## 所给文本

════════════════

本文介绍如何使用EXPLAIN语句查看执行计划输出中与并行查询相关的内容。

查询用表

本文示例中使用pq_test表进行并行查询测试,其中:

  • 表结构如下:
    SHOW CREATE TABLE pq_test\G
    *************************** 1. row ***************************
           Table: pq_test
    Create Table: CREATE TABLE `pq_test` (
      `id` BIGINT(20) NOT NULL AUTO_INCREMENT,
      `help_topic_id` INT(10) UNSIGNED NOT NULL,
      `name` CHAR(64) NOT NULL,
      `help_category_id` SMALLINT(5) UNSIGNED NOT NULL,
      `description` TEXT NOT NULL,
      `example` TEXT NOT NULL,
      `url` TEXT NOT NULL,
      PRIMARY KEY (`id`)
    ) ENGINE=InnoDB AUTO_INCREMENT=21495809 DEFAULT CHARSET=utf8
    1 row in set (0.00 sec)
  • 表大小如下:
    SHOW TABLE STATUS\G
    *************************** 1. row ***************************
               Name: pq_test
             Engine: InnoDB
            Version: 10
         Row_format: Dynamic
               Rows: 20064988
     Avg_row_length: 1898
        Data_length: 38085328896
    Max_data_length: 0
       Index_length: 0
          Data_free: 4194304
     Auto_increment: 21495809
        Create_time: 2019-07-30 01:35:27
        Update_time: NULL
         Check_time: NULL
          Collation: utf8_general_ci
           Checksum: NULL
     Create_options:
            Comment:
    1 row in set (0.02 sec)

════════════════

## 数据记录
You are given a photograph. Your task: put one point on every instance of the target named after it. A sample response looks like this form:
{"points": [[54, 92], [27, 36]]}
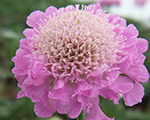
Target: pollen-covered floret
{"points": [[70, 56]]}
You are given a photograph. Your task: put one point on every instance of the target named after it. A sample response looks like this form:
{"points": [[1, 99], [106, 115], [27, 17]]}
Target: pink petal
{"points": [[95, 112], [75, 108], [35, 19], [50, 11], [135, 95], [44, 111], [108, 93], [20, 94], [130, 31], [142, 45]]}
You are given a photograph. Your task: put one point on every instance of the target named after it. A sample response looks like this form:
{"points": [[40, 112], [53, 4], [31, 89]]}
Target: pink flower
{"points": [[140, 2], [69, 57], [109, 2]]}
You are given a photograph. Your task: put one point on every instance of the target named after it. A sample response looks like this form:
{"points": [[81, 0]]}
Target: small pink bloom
{"points": [[140, 2], [109, 2], [70, 56]]}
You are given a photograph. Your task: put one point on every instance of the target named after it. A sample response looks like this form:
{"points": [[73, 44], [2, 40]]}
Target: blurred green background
{"points": [[13, 15]]}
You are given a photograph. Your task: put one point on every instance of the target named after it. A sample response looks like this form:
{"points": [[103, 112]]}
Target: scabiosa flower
{"points": [[70, 56]]}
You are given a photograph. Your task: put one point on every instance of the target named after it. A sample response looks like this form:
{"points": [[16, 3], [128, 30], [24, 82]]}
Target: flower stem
{"points": [[81, 116]]}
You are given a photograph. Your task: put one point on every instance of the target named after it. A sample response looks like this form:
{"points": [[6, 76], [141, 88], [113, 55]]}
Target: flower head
{"points": [[71, 56], [109, 2]]}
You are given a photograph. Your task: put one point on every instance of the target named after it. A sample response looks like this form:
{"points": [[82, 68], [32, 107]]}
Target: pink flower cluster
{"points": [[109, 2], [70, 56]]}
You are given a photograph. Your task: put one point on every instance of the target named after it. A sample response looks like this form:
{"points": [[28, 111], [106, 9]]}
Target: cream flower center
{"points": [[77, 40]]}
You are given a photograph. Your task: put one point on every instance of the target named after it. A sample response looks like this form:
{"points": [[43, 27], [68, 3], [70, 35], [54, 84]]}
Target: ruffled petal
{"points": [[135, 95], [44, 111], [35, 19], [95, 113]]}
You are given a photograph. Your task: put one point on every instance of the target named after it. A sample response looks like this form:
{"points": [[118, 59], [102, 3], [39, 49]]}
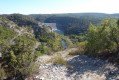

════════════════

## 任务要求
逐字输出上方介绍并行查询测试表的全文，不作任何改动。

## 任务输出
本文介绍如何使用EXPLAIN语句查看执行计划输出中与并行查询相关的内容。

查询用表

本文示例中使用pq_test表进行并行查询测试,其中:

  • 表结构如下:
    SHOW CREATE TABLE pq_test\G
    *************************** 1. row ***************************
           Table: pq_test
    Create Table: CREATE TABLE `pq_test` (
      `id` BIGINT(20) NOT NULL AUTO_INCREMENT,
      `help_topic_id` INT(10) UNSIGNED NOT NULL,
      `name` CHAR(64) NOT NULL,
      `help_category_id` SMALLINT(5) UNSIGNED NOT NULL,
      `description` TEXT NOT NULL,
      `example` TEXT NOT NULL,
      `url` TEXT NOT NULL,
      PRIMARY KEY (`id`)
    ) ENGINE=InnoDB AUTO_INCREMENT=21495809 DEFAULT CHARSET=utf8
    1 row in set (0.00 sec)
  • 表大小如下:
    SHOW TABLE STATUS\G
    *************************** 1. row ***************************
               Name: pq_test
             Engine: InnoDB
            Version: 10
         Row_format: Dynamic
               Rows: 20064988
     Avg_row_length: 1898
        Data_length: 38085328896
    Max_data_length: 0
       Index_length: 0
          Data_free: 4194304
     Auto_increment: 21495809
        Create_time: 2019-07-30 01:35:27
        Update_time: NULL
         Check_time: NULL
          Collation: utf8_general_ci
           Checksum: NULL
     Create_options:
            Comment:
    1 row in set (0.02 sec)